• _ASSIGNMENT_: Search term "above": please copy every line of the records below that contains it.

(Records excerpted from a collection)

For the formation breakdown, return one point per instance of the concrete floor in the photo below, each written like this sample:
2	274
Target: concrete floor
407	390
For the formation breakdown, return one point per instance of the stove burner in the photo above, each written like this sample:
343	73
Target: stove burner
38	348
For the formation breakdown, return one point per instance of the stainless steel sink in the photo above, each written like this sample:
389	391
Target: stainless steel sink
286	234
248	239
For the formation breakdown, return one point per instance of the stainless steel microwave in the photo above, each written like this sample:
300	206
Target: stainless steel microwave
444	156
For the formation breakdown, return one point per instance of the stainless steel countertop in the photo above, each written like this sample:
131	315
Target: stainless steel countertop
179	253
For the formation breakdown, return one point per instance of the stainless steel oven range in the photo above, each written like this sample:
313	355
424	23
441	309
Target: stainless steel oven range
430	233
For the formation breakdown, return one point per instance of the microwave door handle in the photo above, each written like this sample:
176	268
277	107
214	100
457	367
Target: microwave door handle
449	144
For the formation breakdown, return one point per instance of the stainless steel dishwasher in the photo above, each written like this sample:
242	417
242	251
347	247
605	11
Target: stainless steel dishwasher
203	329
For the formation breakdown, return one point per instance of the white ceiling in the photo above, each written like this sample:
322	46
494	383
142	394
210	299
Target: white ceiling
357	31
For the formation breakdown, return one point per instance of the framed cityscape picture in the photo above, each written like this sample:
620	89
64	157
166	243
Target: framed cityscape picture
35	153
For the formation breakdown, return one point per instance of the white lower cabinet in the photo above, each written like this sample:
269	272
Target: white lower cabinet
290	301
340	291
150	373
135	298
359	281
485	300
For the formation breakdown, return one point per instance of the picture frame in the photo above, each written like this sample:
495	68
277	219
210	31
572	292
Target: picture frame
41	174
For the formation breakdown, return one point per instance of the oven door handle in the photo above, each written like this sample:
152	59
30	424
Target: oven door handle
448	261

• _TASK SOLUTION_:
For the formation breakdown, return one point per instance of the stove burner in the photo above, each written like this sample:
For the formation breakdown, return one point per instance of the stainless steel sink in the photo above, each written like this sample:
For the formation breakdown, return one point per instance of the stainless steel microwave in the photo above, each written like this sample:
For the formation breakdown, return one point per instance of the stainless steel countertop in the photo above, each written like this sample:
For the formation breakdown, return one point per instance of the stainless steel oven range in the photo above, each written like this sample:
For the formation breakdown, return one point per instance of the microwave door handle in the photo above, each written like this sample:
For the formation breakdown, return one point per instance of the stainless steel dishwasher in the photo above, each written like this sample:
For the formation breakdown, return one point per instance of the white ceiling in the photo above, each written like this sample:
For the formation breakdown, return one point per instance of the framed cityscape picture in the photo above, each written like this sample:
For the formation breakdown, return one point per instance of the white lower cabinet in the photo above, each written like this sample:
For the formation breakdown, return one point per instance of the picture frame in the photo above, each written like this sample:
For the formation breakdown, return one point per instance of the oven door handle in the photo above, each written like this sample:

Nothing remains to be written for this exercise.